- **Required work**
Rewrite the rows from the line with "like x=160, y=66." to the line with "Query: white cloud", putting "place one pin" wherever "drop one pin" appears and leaving everything else as it is. Give only those lines.

— start Supplied material —

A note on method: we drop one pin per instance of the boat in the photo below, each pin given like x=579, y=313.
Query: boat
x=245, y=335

— end Supplied material —
— start Supplied material —

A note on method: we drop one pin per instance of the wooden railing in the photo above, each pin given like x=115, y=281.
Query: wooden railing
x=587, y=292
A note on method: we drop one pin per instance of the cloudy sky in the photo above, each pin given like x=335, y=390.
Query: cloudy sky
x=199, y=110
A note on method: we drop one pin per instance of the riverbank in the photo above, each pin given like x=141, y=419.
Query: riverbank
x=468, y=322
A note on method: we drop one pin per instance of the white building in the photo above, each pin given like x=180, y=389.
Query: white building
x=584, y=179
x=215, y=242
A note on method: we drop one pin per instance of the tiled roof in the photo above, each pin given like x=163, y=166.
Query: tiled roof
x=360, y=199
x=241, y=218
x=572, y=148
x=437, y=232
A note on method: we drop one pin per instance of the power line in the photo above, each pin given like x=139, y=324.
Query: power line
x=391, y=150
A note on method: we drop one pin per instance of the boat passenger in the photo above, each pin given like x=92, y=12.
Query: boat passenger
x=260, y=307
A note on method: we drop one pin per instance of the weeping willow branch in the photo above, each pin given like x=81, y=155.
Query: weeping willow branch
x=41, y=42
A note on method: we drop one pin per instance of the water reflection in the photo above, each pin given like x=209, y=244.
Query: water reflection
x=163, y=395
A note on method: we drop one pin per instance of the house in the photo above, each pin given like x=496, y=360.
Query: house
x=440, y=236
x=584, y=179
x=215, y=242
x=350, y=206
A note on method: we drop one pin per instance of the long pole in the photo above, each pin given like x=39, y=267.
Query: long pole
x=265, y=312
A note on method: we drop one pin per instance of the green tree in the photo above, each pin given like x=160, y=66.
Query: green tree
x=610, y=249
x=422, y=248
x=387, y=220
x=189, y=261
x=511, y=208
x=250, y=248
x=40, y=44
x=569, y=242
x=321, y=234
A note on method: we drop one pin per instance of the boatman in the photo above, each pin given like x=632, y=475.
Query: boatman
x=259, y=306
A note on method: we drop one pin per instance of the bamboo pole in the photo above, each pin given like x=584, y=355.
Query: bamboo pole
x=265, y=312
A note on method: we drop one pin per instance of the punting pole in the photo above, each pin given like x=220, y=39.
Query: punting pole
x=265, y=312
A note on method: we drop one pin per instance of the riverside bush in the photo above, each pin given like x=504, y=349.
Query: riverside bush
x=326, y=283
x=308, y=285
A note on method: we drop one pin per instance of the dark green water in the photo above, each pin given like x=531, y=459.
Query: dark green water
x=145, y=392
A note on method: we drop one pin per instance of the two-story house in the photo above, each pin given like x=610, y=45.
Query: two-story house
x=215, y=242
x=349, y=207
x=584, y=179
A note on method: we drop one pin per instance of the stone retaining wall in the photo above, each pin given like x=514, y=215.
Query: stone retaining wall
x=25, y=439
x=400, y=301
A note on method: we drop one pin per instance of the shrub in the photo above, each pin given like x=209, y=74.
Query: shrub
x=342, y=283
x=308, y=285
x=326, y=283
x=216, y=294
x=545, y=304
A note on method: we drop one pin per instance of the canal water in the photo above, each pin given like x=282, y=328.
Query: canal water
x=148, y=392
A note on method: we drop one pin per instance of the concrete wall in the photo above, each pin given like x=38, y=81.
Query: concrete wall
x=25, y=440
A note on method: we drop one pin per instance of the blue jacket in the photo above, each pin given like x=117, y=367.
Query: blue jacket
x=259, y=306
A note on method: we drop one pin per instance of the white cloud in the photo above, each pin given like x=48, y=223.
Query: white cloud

— end Supplied material —

- **Correct response**
A note on method: we place one pin per instance of the green tree in the photo above, each pin given like x=160, y=66.
Query: green tree
x=610, y=249
x=422, y=248
x=387, y=220
x=189, y=261
x=511, y=208
x=250, y=248
x=40, y=44
x=569, y=242
x=321, y=234
A note on method: we place one pin per instance of the boatman in the photo above, each pin given like x=632, y=475.
Query: boatman
x=259, y=306
A note on method: we place one pin per instance of the bamboo pole in the photo above, each pin given like x=584, y=355.
Query: bamboo pole
x=265, y=312
A note on method: we place one pin per instance of the punting pole in the photo above, each pin given like x=220, y=39.
Query: punting pole
x=265, y=312
A note on method: we place one pin per instance of the riverside bush in the photo above, each pin given like x=504, y=349.
Query: riverside bush
x=326, y=283
x=308, y=285
A note on method: we place one pin per instance of the dark green water in the photo above, each pin given like x=531, y=459.
Query: dark green water
x=145, y=392
A note on method: we place one pin per instance of the two-story house in the photo above, each pin given like x=610, y=45.
Query: two-story house
x=215, y=242
x=349, y=207
x=584, y=179
A note on method: we place one pin per instance of the stone retaining wall in the photo above, each pin given like x=514, y=215.
Query: stone retaining wall
x=25, y=439
x=400, y=301
A note on method: we place one pin per instance of the shrub in the photo above, each pin given like x=209, y=74.
Query: shrub
x=342, y=283
x=308, y=285
x=326, y=283
x=216, y=294
x=545, y=304
A note on method: we place one pin per instance of the canal water in the photo above, each pin given like x=282, y=328.
Query: canal water
x=148, y=392
A note on method: we place one pin per instance of the concrete wall in the photo above, each pin given like x=38, y=81.
Query: concrete wall
x=25, y=440
A note on method: we place one pin per instance of the blue jacket in the photo above, each pin given like x=117, y=367.
Query: blue jacket
x=259, y=306
A note on method: we place one pin per instance of the white cloud in the photo above, each pin given like x=48, y=223.
Query: white cloud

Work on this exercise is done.